• Texto del documento:
Ha llegado el momento de enfrentarse con este estado de cosas e iniciar
una profunda renovación de las ideas, de acabar con temas tabú, de admitir
preguntas incómodas sobre el fin del hombre, aunque muchas veces no sea fácil responderlas. No es posible seguir contentándose con un pudoroso silencio sobre esos temas cuando, por otro lado, todo el mundo sabe que, en el terreno de las llamadas ciencias del hombre, esas preguntas de algún modo han
sido pretendidamente resueltas, o más bien escamoteadas, al incluirlas en lo
que se toma por axiomas; y que por eso mismo, no se sabe bien por qué motivo, deben quedar fuera de toda discusión. Estas posturas intelectuales vergonzantes son las responsables de que con facilidad se caiga en esa especie de
pereza mental que consiste en dejarse llevar por la pendiente de lo meramente procedimental o técnico, sin querer reconocer que por sí mismas son ciegas
y necesitan ser guiadas por conocimientos más elevados.

• Lo que se pide:
¿Puedes volver a escribir completo el texto de arriba sobre la renovación de las ideas, sin cambiar ni una palabra ni un signo?

Fragmento de un conjunto de datos
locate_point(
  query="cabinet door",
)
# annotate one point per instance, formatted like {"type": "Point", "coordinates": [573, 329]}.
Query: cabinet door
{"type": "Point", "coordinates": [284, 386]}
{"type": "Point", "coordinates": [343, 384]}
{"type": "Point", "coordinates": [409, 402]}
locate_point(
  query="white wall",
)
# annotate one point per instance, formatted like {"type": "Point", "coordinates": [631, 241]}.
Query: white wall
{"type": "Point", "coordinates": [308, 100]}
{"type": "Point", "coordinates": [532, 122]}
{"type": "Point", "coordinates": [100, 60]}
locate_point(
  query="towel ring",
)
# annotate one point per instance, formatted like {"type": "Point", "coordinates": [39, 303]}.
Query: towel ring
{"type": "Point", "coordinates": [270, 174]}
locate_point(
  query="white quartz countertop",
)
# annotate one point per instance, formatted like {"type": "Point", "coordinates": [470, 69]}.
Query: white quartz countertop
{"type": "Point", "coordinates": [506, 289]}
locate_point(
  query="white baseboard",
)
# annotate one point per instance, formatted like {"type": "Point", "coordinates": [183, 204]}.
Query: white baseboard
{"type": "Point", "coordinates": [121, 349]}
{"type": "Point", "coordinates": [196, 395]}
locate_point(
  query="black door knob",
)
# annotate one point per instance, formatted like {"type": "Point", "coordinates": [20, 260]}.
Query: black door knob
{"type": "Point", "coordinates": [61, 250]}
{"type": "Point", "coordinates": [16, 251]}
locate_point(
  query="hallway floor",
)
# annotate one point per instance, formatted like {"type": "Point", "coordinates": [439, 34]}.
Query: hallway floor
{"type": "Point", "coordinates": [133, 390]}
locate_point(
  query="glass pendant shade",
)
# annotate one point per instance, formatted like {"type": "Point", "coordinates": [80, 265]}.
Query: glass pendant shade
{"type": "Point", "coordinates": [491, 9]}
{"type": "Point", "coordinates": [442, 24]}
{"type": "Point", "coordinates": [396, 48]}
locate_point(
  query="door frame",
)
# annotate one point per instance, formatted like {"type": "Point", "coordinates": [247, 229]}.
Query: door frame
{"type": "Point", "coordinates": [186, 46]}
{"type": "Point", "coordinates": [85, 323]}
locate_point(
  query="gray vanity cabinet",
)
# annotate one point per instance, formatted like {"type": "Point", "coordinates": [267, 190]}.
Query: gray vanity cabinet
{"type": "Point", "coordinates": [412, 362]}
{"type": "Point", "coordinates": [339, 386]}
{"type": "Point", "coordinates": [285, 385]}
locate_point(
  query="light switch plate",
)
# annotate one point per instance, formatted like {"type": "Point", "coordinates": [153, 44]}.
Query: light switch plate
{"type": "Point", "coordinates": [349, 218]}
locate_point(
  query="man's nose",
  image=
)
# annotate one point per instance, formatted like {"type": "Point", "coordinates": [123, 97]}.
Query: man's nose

• Problema resuelto:
Ha llegado el momento de enfrentarse con este estado de cosas e iniciar
una profunda renovación de las ideas, de acabar con temas tabú, de admitir
preguntas incómodas sobre el fin del hombre, aunque muchas veces no sea fácil responderlas. No es posible seguir contentándose con un pudoroso silencio sobre esos temas cuando, por otro lado, todo el mundo sabe que, en el terreno de las llamadas ciencias del hombre, esas preguntas de algún modo han
sido pretendidamente resueltas, o más bien escamoteadas, al incluirlas en lo
que se toma por axiomas; y que por eso mismo, no se sabe bien por qué motivo, deben quedar fuera de toda discusión. Estas posturas intelectuales vergonzantes son las responsables de que con facilidad se caiga en esa especie de
pereza mental que consiste en dejarse llevar por la pendiente de lo meramente procedimental o técnico, sin querer reconocer que por sí mismas son ciegas
y necesitan ser guiadas por conocimientos más elevados.